● Task directions: Rewrite the records below, replacing every occurrence of "outline" with "contour" and leaving all other text unchanged.

(Boundary annotation records)
⁂

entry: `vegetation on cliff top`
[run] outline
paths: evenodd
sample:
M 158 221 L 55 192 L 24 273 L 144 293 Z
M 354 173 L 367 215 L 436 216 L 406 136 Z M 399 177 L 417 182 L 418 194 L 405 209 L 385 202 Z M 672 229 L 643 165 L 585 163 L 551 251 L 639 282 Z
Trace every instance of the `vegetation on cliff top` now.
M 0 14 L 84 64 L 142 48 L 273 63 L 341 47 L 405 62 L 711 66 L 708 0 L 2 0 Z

⁂

● Solution for this problem:
entry: `vegetation on cliff top`
[run] contour
paths: evenodd
sample:
M 158 221 L 55 192 L 24 273 L 144 293 Z
M 354 173 L 367 215 L 436 216 L 406 136 Z M 399 177 L 417 182 L 418 194 L 405 209 L 385 202 Z M 672 229 L 643 165 L 585 163 L 551 251 L 639 282 Z
Trace every instance of the `vegetation on cliff top` now.
M 0 14 L 84 64 L 142 48 L 273 63 L 341 47 L 405 62 L 711 66 L 708 0 L 2 0 Z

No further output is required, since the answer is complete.